> _Consigne A_
Traduisez en anglais cette phrase de l'article sur le séisme en Haïti : « Tout le monde ou presque s’est senti haïtien après le 12 janvier. »
> _Consigne B_
Extrayez de l'article sur le séisme en Haïti tout ce qui va de « Mon expérience sur » jusqu’à « considérablement les odeurs. ».

> _Page_
Haiti-Séisme/Reconstruction : Le 12 janvier et nous
Transformer un cauchemar en une utopie /réalité
Par Ericq Pierre
Je peux enfin remercier les uns et les autres pour les gestes de solidarité qu’ils ont eus envers moi et envers mon pays. Aux amis haïtiens et étrangers, je peux enfin, à mon tour, présenter mes sympathies pour les pertes de leurs êtres chers et de leurs compatriotes qui vivaient chez nous. Les victimes du 12 janvier appartiennent à près de cinquante nationalités .
Je ne crois pas qu’il y ait eu dans l’histoire récente de l’humanité un exemple aussi fort de solidarité à tous les niveaux . Tout le monde ou presque s’est senti haïtien après le 12 janvier. De partout nous venait une certaine forme de compassion agissante. Même si les grandes douleurs sont très personnelles, très intimes même, il faisait bon de sentir qu’on n’était pas seuls.
Mon expérience sur place, juste après la tragédie, me permet de rendre hommage à l’intensité de la solidarité inter-haïtienne dont j’ai d’ailleurs grandement bénéficié dans la recherche et la récupération des dépouilles de cinq membres de ma famille. Des jeunes qui n’étaient même pas du quartier et dont je ne connaissais pas les noms m’ont spontanément offert leur aide. L’un d’eux m’a confié qu’il avait tout perdu et qu’il n’avait jamais cherché de cadavres avant. Moi non plus, j’ai pensé. C’est lui qui m’a appris qu’en versant sur les corps en décomposition du kérosène mélangé avec du chlorox , l’on diminue considérablement les odeurs.

> _Extrait des données_
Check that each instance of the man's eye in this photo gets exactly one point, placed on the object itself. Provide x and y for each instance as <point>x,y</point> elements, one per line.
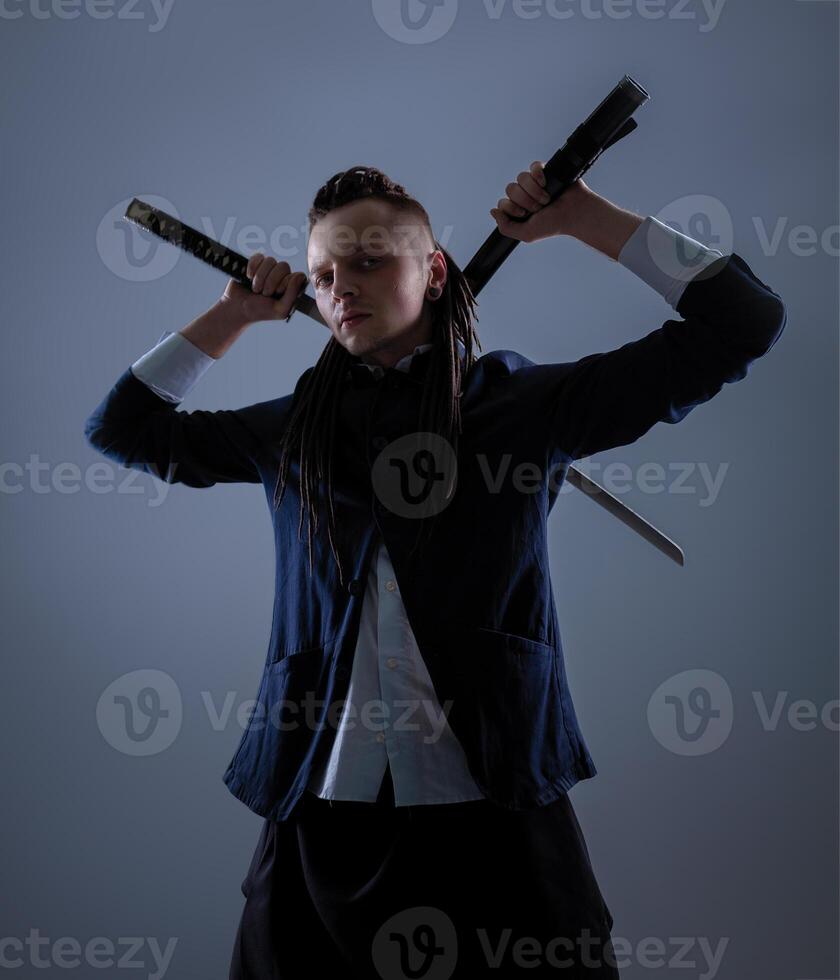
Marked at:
<point>369,258</point>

> _Réponse A_
Everyone, or almost everyone, felt Haitian after January 12.

> _Réponse B_
Mon expérience sur place, juste après la tragédie, me permet de rendre hommage à l’intensité de la solidarité inter-haïtienne dont j’ai d’ailleurs grandement bénéficié dans la recherche et la récupération des dépouilles de cinq membres de ma famille. Des jeunes qui n’étaient même pas du quartier et dont je ne connaissais pas les noms m’ont spontanément offert leur aide. L’un d’eux m’a confié qu’il avait tout perdu et qu’il n’avait jamais cherché de cadavres avant. Moi non plus, j’ai pensé. C’est lui qui m’a appris qu’en versant sur les corps en décomposition du kérosène mélangé avec du chlorox , l’on diminue considérablement les odeurs.